» Task prompt
Scan the entries for the word "stem" and report how many lines contain it, as a number with no other words.

[Collection entries]
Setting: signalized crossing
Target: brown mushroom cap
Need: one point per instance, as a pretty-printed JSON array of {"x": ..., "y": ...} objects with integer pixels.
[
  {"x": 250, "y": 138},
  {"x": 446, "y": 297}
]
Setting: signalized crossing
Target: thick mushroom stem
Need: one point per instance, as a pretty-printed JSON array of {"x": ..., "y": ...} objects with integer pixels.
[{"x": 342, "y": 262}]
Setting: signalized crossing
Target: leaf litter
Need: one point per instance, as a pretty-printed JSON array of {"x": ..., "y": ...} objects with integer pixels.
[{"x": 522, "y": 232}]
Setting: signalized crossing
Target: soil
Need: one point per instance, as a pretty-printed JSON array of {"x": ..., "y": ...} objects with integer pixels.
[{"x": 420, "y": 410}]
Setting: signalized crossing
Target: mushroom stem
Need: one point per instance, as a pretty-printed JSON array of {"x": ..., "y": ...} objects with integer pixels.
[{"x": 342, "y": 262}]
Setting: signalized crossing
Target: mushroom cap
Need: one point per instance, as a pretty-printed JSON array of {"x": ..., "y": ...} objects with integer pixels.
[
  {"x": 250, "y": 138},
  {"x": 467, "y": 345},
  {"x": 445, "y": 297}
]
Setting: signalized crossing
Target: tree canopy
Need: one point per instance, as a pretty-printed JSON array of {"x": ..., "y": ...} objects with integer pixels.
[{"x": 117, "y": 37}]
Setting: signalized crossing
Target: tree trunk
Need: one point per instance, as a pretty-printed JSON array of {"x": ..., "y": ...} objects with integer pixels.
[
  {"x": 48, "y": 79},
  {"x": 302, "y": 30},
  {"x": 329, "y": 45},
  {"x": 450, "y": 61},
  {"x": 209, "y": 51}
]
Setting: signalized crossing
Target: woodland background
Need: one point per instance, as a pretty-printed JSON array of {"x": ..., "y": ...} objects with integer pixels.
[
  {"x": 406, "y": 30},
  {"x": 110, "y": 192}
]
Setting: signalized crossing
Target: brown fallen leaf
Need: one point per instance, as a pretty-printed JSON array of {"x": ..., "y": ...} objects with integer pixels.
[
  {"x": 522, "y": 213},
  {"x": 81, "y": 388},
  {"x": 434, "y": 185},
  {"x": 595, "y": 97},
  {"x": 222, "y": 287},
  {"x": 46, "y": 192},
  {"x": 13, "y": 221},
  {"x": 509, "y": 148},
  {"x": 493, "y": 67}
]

» Finished task
2